■ Task goal
Every line of the records counts; transcribe each one exactly.

■ Dataset content
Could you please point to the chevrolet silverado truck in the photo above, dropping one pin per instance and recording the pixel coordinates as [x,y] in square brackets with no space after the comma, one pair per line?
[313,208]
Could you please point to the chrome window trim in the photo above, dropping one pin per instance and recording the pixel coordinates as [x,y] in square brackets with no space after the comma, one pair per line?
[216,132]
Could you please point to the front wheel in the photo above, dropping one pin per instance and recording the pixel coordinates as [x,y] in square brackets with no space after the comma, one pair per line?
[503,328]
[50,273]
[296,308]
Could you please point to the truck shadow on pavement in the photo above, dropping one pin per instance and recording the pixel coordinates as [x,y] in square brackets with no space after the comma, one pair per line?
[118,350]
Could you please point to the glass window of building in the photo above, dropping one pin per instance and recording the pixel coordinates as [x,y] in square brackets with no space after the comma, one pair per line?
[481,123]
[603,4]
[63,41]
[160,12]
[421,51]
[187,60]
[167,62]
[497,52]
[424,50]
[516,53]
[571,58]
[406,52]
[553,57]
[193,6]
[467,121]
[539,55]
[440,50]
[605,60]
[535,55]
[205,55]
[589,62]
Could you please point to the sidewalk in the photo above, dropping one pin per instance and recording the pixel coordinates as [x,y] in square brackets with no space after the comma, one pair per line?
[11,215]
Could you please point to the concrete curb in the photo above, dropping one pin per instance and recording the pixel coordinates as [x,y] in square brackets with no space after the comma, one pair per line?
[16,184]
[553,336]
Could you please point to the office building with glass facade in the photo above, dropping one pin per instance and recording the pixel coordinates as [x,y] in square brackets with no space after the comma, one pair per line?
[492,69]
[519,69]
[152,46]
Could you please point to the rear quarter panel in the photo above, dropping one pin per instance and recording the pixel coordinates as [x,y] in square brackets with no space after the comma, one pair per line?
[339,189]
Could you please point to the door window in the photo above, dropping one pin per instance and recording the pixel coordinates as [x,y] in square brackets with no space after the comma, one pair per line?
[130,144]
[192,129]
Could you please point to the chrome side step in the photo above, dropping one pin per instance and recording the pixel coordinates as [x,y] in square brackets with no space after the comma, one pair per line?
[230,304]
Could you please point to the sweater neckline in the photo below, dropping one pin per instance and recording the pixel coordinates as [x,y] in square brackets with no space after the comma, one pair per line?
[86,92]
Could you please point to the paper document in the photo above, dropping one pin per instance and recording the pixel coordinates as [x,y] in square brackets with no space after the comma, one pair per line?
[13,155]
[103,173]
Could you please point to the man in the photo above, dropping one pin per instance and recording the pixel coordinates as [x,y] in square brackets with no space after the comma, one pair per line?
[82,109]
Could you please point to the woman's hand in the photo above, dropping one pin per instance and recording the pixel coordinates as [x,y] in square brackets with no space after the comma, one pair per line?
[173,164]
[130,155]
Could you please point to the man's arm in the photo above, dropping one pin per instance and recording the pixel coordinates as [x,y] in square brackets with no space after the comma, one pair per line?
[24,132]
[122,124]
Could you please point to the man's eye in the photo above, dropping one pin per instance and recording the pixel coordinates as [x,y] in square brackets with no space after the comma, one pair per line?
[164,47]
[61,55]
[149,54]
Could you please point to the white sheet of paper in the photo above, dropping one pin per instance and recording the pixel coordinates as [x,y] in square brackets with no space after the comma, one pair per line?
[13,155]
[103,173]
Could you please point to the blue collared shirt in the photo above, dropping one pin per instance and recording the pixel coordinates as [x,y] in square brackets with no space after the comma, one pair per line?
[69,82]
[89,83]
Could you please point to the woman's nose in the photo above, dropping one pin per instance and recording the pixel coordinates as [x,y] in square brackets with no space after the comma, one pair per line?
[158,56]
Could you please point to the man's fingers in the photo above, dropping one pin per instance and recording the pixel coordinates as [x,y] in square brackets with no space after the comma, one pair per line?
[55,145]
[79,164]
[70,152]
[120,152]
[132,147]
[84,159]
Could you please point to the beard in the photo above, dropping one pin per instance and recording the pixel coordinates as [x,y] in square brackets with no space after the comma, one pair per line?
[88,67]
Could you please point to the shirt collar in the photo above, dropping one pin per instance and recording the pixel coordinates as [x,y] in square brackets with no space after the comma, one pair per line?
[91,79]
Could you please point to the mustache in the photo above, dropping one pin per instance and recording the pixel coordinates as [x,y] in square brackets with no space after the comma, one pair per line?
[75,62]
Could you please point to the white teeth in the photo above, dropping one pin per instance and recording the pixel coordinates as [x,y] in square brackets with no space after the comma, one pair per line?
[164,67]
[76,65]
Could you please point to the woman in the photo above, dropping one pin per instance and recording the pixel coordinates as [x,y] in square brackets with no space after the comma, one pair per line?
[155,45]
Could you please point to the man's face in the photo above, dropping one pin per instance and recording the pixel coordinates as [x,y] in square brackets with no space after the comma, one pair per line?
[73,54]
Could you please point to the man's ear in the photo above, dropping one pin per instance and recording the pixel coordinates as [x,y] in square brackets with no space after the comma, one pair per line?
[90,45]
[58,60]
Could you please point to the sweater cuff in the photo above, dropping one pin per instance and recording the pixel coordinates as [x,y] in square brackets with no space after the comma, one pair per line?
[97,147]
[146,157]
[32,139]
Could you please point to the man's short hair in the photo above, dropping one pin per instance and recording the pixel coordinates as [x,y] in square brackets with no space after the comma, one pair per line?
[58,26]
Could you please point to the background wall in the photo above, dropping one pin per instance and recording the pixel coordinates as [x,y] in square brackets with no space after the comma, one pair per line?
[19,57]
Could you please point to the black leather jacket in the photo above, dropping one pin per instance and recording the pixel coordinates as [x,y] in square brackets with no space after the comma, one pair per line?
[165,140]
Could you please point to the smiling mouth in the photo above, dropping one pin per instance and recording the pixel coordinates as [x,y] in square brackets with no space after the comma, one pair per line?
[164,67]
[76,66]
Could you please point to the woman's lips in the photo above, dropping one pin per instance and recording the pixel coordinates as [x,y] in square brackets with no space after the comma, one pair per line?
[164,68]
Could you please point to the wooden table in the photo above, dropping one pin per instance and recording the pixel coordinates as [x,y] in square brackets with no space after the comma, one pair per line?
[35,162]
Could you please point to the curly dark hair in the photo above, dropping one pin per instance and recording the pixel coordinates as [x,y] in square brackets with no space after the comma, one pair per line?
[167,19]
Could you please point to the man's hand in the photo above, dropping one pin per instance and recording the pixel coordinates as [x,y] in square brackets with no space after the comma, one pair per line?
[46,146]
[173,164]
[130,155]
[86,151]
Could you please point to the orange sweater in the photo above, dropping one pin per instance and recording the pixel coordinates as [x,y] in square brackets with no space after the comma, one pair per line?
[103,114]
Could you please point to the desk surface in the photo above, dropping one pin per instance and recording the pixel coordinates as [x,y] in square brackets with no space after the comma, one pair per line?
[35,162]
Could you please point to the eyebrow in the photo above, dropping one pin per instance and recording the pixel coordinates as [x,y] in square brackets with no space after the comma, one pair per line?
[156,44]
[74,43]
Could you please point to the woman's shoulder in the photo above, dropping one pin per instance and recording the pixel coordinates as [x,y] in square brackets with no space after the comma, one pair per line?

■ Task answer
Could you please point to the chevrolet silverado truck in the photo above, dropping one pin per instance and recording the pixel coordinates as [x,y] in square brackets with no space after the comma, one pair per line?
[313,208]
Could you please point to the chrome window trim in the photo above, dropping one pin per instance and recording the pixel coordinates as [x,y] in square brackets with no space after the comma, one pair per line?
[216,132]
Could you please point to the front wheel in the photo above, dropping one pin per instance and recording the pixel coordinates as [x,y] in square brackets with no space after the comma, one pair per line?
[503,328]
[50,273]
[296,308]
Could you please point to the truck shadow on pavement in the photo above, dropping one pin per instance and recording the pixel coordinates as [x,y] in square brackets with no space after the comma, one pair per line?
[118,350]
Could you please point to the glass window of building in the photo above, dropping one pin per instance and recording the pixel coordinates as [x,y] in square brackets with no space after the comma, one pair per line?
[481,123]
[603,4]
[63,41]
[160,12]
[421,51]
[187,60]
[167,62]
[497,52]
[424,50]
[516,53]
[571,58]
[406,52]
[553,57]
[193,6]
[467,121]
[539,55]
[440,50]
[605,60]
[535,55]
[205,55]
[589,62]
Could you please point to the sidewalk in the photo above, dropping one pin per instance and recording the pixel coordinates as [x,y] in square brackets with no space after the comma, one pair per line?
[11,215]
Could you please point to the concrete curb in the photo above, dropping one pin per instance and recording the pixel coordinates as [x,y] in square brackets with no space after the comma, one pair per line?
[16,184]
[553,336]
Could you please point to the office building with glass facade in the photo above, dropping one pin per instance and recording the pixel coordinates as [x,y] in square brackets with no space after the comma, one pair per line?
[492,69]
[519,69]
[152,46]
Could you please point to the rear quarter panel in the photo above, dropping one pin per instance and recording the pixel coordinates as [x,y] in square brackets with no space after the comma, one pair per line?
[339,189]
Could you please point to the door window in the photo above, dropping one pin per instance and recording the pixel coordinates as [x,y] in square brackets with no space after the comma, one pair per line?
[130,144]
[192,129]
Could you please point to the chrome side step in the photo above, dropping one pin per instance and recording the pixel coordinates as [x,y] in square brackets with no space after the comma, one pair per line?
[230,304]
Could you please point to the sweater neckline in the photo below, dropping one pin per instance and recording the pixel coordinates as [x,y] in square brackets with no space after the comma, one pair per line?
[86,92]
Could you please point to the paper document in the photo above, dropping one pin per instance and recording the pixel coordinates as [x,y] in square brackets with no space after the comma, one pair per line?
[13,155]
[103,173]
Could you please point to the man in the photo above, dropping one pin per instance and recording the pixel coordinates as [x,y] in square brackets with no space after the comma, one pair per line?
[82,109]
Could you please point to the woman's hand in the photo above, dropping one pin per instance and recording the pixel coordinates as [x,y] in square brackets with no space after the comma, one pair per line?
[173,164]
[130,155]
Could you please point to the man's arm in the photo above, dropping one pin per instance and recording the pixel coordinates as [x,y] in square brackets with no space after the comma, one pair per line?
[24,132]
[122,124]
Could you please point to the man's eye in the photo above, dropping one pin per instance and recording the pixel coordinates as [x,y] in square brackets with no space after the comma, one pair per line?
[164,47]
[61,55]
[149,54]
Could you please point to the white sheet of paper in the photo above, dropping one pin per instance and recording the pixel coordinates as [x,y] in square brackets with no space after the comma, one pair per line?
[13,155]
[103,173]
Could you please point to the blue collared shirt in the photo above, dropping one pin per instance and recording the pixel coordinates as [x,y] in square brackets with no space after the comma, one pair per line?
[69,82]
[89,83]
Could you please point to the woman's nose in the photo above, dropping one pin per instance and recording the pixel coordinates as [x,y] in square brackets with no space after the comma, one pair per line?
[158,56]
Could you please point to the man's fingers in the photo above, dropping one pin per instance and recording the pixel coordinates as [x,y] in square brackets with no space after the comma, one pair per line?
[55,145]
[79,164]
[70,152]
[120,152]
[132,147]
[84,159]
Could you please point to the beard in the photo above, dropping one pin per instance and recording the pixel coordinates as [x,y] in square brackets with no space after the comma, one pair per line?
[88,67]
Could you please point to the shirt collar in the photo above, dropping one pin per instance and recording the pixel coordinates as [x,y] in square brackets with no space after the comma, one pair per line?
[91,79]
Could you please point to the mustache in the photo above, dropping one pin per instance and recording the pixel coordinates as [x,y] in square brackets with no space after the comma, one pair per line?
[75,62]
Could you please point to the white teeth in the photo above, dropping one pin per instance and recording the pixel coordinates as [x,y] in square brackets with no space after the comma, one pair per line?
[164,67]
[76,65]
Could you please point to the woman in the photo above, dropping one pin per instance and recording the pixel coordinates as [x,y] in square brackets with no space after the comma, one pair per line?
[155,45]
Could you please point to the man's face in the photo above, dropping one pin per instance and recording the pixel coordinates as [x,y] in square brackets with no space after the comma, one pair per line?
[73,54]
Could you please point to the man's ear in the photo above, dropping one pin per instance and recording the pixel coordinates as [x,y] in square brackets with no space after the comma, one pair per line?
[90,45]
[58,60]
Could you please point to the sweater cuff in the photo above, dropping one pin per instance and recording the pixel coordinates as [x,y] in square brackets with no space after the comma, one pair per line?
[97,147]
[146,157]
[32,139]
Could you please point to the man's short hair in the photo above, dropping one pin per instance and recording the pixel coordinates as [x,y] in square brackets with no space after the comma, one pair per line?
[58,26]
Could you please point to the background wall in the photo above, dropping one pin per instance and recording the pixel coordinates as [x,y] in square brackets with no space after the comma, one pair per line?
[19,57]
Could you please point to the black leather jacket in the photo above, dropping one pin per instance and recording the pixel coordinates as [x,y] in square brackets with no space after the comma, one pair per line?
[165,140]
Could you please point to the smiling mouth in the photo above, dropping one pin per instance and recording the pixel coordinates as [x,y] in square brackets with no space after the comma, one pair per line?
[164,67]
[76,66]
Could you please point to the woman's lips in the photo above, dropping one pin per instance and recording the pixel coordinates as [x,y] in square brackets with no space after the comma, one pair per line?
[164,68]
Could you please point to the wooden table in the photo above, dropping one pin per instance and recording the pixel coordinates as [x,y] in square brackets with no space after the comma, one pair per line?
[35,162]
Could you please point to the curly dark hair in the photo above, dropping one pin per instance and recording the pixel coordinates as [x,y] in square brackets with no space after the comma, one pair per line?
[167,19]
Could you please point to the man's hand in the photo above, dropping one pin per instance and recording the pixel coordinates as [x,y] in square brackets with no space after the comma, one pair per line?
[46,146]
[173,164]
[130,155]
[86,151]
Could you please point to the orange sweater in the photo above, dropping one pin per instance and recording the pixel coordinates as [x,y] in square brackets with no space after the comma, one pair per line?
[103,114]
Could you please point to the desk surface in the photo above, dropping one pin per instance and recording the pixel coordinates as [x,y] in square brackets with no space after the comma, one pair per line?
[35,162]
Could you please point to the eyebrow in the photo above, dropping one pin per instance and recording the pixel coordinates as [x,y] in square brackets with no space after the comma, one pair per line?
[156,44]
[74,43]
Could you please point to the woman's shoulder in the photo above, dropping one pin per instance and recording the pixel coordinates as [x,y] in square brackets with no space after the comma, one pair per line?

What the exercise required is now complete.